### SUPPLIED DATA
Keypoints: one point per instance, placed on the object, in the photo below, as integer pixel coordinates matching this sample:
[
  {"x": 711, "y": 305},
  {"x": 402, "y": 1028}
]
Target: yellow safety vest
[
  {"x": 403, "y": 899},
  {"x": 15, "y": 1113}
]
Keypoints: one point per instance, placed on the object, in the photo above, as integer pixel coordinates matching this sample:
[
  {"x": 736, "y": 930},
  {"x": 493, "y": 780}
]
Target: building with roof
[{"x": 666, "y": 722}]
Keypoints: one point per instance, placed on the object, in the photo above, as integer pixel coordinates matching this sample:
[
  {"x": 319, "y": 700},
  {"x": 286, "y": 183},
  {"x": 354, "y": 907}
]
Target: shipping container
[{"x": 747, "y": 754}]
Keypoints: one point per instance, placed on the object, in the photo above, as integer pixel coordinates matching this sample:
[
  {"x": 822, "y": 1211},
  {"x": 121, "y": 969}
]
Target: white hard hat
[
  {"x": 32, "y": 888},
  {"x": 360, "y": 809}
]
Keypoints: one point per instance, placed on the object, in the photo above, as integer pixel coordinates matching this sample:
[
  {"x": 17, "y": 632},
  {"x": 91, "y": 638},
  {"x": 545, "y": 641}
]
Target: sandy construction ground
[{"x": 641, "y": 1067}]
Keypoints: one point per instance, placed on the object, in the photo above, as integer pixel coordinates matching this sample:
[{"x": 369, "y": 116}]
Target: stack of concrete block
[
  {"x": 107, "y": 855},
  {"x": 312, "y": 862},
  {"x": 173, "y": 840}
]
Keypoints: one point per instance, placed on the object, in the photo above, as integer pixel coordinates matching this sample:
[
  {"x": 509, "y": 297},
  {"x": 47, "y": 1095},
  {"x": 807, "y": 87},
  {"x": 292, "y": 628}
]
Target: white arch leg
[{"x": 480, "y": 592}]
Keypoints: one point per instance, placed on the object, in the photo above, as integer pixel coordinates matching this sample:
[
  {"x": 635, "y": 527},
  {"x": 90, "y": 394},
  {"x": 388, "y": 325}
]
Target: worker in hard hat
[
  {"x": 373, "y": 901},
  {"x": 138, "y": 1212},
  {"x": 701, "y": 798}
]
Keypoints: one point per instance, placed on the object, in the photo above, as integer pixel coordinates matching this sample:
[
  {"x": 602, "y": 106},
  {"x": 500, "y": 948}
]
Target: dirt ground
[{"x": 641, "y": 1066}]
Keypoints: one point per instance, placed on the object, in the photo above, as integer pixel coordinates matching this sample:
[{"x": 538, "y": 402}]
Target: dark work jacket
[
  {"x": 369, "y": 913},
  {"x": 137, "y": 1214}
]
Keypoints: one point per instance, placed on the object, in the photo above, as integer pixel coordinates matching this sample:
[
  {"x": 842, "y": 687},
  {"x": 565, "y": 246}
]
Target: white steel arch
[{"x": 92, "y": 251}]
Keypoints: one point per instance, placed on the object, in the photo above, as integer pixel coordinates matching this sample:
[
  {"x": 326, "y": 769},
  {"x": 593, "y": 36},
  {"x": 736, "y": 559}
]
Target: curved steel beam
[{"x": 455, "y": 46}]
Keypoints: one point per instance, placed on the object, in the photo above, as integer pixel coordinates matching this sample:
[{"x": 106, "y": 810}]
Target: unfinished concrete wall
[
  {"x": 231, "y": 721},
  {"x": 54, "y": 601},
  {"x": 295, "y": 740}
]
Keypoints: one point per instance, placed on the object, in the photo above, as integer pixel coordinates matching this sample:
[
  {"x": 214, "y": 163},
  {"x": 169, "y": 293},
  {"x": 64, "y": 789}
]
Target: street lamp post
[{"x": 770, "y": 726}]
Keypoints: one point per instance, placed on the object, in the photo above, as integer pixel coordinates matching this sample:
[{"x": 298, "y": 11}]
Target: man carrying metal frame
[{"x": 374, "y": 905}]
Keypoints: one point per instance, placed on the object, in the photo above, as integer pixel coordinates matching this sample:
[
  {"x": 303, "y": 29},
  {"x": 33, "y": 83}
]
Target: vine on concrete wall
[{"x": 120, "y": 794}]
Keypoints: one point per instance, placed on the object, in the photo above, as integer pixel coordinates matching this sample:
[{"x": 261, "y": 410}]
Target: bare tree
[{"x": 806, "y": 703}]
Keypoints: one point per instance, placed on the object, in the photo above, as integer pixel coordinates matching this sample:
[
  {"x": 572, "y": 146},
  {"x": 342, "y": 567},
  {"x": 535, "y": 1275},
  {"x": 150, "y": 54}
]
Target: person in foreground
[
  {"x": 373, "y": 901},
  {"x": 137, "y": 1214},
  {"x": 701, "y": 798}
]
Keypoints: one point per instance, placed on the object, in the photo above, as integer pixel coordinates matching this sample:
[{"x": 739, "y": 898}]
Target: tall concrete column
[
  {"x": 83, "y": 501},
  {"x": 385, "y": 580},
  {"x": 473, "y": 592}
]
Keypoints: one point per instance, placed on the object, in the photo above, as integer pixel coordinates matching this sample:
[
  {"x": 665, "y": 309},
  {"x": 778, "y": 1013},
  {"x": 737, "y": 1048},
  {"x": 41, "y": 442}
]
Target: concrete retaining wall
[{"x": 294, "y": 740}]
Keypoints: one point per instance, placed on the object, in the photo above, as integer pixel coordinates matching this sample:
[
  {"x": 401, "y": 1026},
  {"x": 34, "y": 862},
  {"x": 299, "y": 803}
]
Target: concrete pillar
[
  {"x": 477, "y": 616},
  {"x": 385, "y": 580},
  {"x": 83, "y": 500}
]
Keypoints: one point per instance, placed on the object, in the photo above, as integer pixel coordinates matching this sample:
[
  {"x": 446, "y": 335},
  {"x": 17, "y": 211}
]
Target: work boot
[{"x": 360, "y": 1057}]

### PROBLEM DESCRIPTION
Please output the entire listing exactly as it stands.

### EXERCISE RESULT
Keypoints: one point per instance, placed on the object, in the photo below, as integer pixel coordinates matching this sample:
[
  {"x": 711, "y": 305},
  {"x": 402, "y": 1028}
]
Target: yellow safety vest
[
  {"x": 403, "y": 899},
  {"x": 15, "y": 1113}
]
Keypoints: one point per instance, placed on the object, in the photo above, as integer pixel coordinates matching this sample:
[
  {"x": 736, "y": 930},
  {"x": 493, "y": 780}
]
Target: building with roof
[{"x": 666, "y": 722}]
Keypoints: one point per instance, placed on the object, in the photo above, as integer pixel coordinates matching this sample:
[
  {"x": 319, "y": 700},
  {"x": 286, "y": 183},
  {"x": 354, "y": 907}
]
Target: shipping container
[{"x": 747, "y": 754}]
Keypoints: one point per instance, placed on the object, in the photo above, as integer pixel coordinates matching this sample:
[
  {"x": 822, "y": 1211},
  {"x": 121, "y": 969}
]
Target: white hard hat
[
  {"x": 32, "y": 888},
  {"x": 360, "y": 809}
]
Keypoints: one point per instance, placed on the object, in the photo above, as integer pixel coordinates matching this sample:
[
  {"x": 17, "y": 632},
  {"x": 91, "y": 638},
  {"x": 545, "y": 641}
]
Target: sandy construction ground
[{"x": 641, "y": 1067}]
Keypoints: one point per instance, placed on the object, in the photo above, as integer pixel coordinates matching this sample:
[{"x": 369, "y": 116}]
Target: stack of concrete block
[
  {"x": 107, "y": 855},
  {"x": 312, "y": 862},
  {"x": 173, "y": 840}
]
Keypoints: one point per instance, placed on the object, in the photo above, as integer pixel coordinates matching this sample:
[
  {"x": 509, "y": 297},
  {"x": 47, "y": 1095},
  {"x": 807, "y": 87},
  {"x": 292, "y": 628}
]
Target: white arch leg
[{"x": 480, "y": 592}]
Keypoints: one point per instance, placed on the object, in the photo above, as integer pixel coordinates matching this sample:
[
  {"x": 635, "y": 527},
  {"x": 90, "y": 394},
  {"x": 388, "y": 325}
]
Target: worker in hard hat
[
  {"x": 373, "y": 901},
  {"x": 138, "y": 1212},
  {"x": 701, "y": 798}
]
Keypoints: one point per instance, placed on the object, in the photo above, as integer pixel coordinates matching this sample:
[
  {"x": 602, "y": 106},
  {"x": 500, "y": 948}
]
Target: dirt ground
[{"x": 641, "y": 1066}]
Keypoints: one point per instance, placed on the object, in the photo above, as integer pixel coordinates matching this sample:
[{"x": 538, "y": 402}]
Target: dark work jacket
[
  {"x": 369, "y": 913},
  {"x": 137, "y": 1214}
]
Keypoints: one point per instance, placed on the object, in the photo above, as integer pixel coordinates matching this sample:
[
  {"x": 842, "y": 687},
  {"x": 565, "y": 246}
]
Target: white steel arch
[{"x": 92, "y": 251}]
Keypoints: one point per instance, placed on the object, in the photo above, as integer pixel coordinates matching this sample:
[
  {"x": 326, "y": 769},
  {"x": 593, "y": 36},
  {"x": 736, "y": 559}
]
Target: curved steel beam
[{"x": 455, "y": 46}]
Keypoints: one point per instance, placed on the object, in the photo above, as integer pixel coordinates matching this sample:
[{"x": 106, "y": 810}]
Target: unfinished concrete wall
[
  {"x": 231, "y": 721},
  {"x": 54, "y": 601},
  {"x": 295, "y": 740}
]
Keypoints: one point per instance, placed on the object, in the photo above, as integer pixel coordinates matching this sample:
[
  {"x": 214, "y": 163},
  {"x": 169, "y": 293},
  {"x": 64, "y": 789}
]
Target: street lamp post
[{"x": 770, "y": 726}]
Keypoints: one point per instance, placed on the object, in the photo above, as integer pixel coordinates matching this sample:
[{"x": 298, "y": 11}]
Target: man carrying metal frame
[{"x": 374, "y": 905}]
Keypoints: one point per instance, placed on the object, in the photo above, as integer pixel coordinates matching this sample:
[
  {"x": 303, "y": 29},
  {"x": 33, "y": 83}
]
Target: vine on concrete wall
[{"x": 120, "y": 794}]
Keypoints: one point per instance, placed on the object, in the photo above, as integer pixel coordinates matching this sample:
[{"x": 261, "y": 410}]
Target: bare tree
[{"x": 806, "y": 703}]
Keypoints: one point per instance, placed on the object, in the photo above, as integer pixel coordinates matching this sample:
[
  {"x": 572, "y": 146},
  {"x": 342, "y": 567},
  {"x": 535, "y": 1275},
  {"x": 150, "y": 54}
]
Target: person in foreground
[
  {"x": 373, "y": 901},
  {"x": 137, "y": 1214},
  {"x": 701, "y": 798}
]
Keypoints: one point per instance, placed on the object, in the photo above, as integer pixel coordinates matching this sample:
[{"x": 739, "y": 898}]
Target: tall concrete column
[
  {"x": 83, "y": 501},
  {"x": 385, "y": 580},
  {"x": 473, "y": 592}
]
Keypoints: one point per instance, placed on the object, in the photo above, as integer pixel coordinates matching this sample:
[
  {"x": 665, "y": 309},
  {"x": 778, "y": 1013},
  {"x": 737, "y": 1048},
  {"x": 41, "y": 442}
]
Target: concrete retaining wall
[{"x": 294, "y": 740}]
Keypoints: one point per instance, placed on the object, in the photo above, as integer pixel coordinates matching this sample:
[
  {"x": 401, "y": 1026},
  {"x": 34, "y": 862},
  {"x": 299, "y": 803}
]
Target: concrete pillar
[
  {"x": 477, "y": 616},
  {"x": 385, "y": 580},
  {"x": 83, "y": 500}
]
Keypoints: one point per instance, placed on the object, in the photo above, as integer pixel coordinates matching this sample:
[
  {"x": 446, "y": 335},
  {"x": 17, "y": 211}
]
Target: work boot
[{"x": 360, "y": 1057}]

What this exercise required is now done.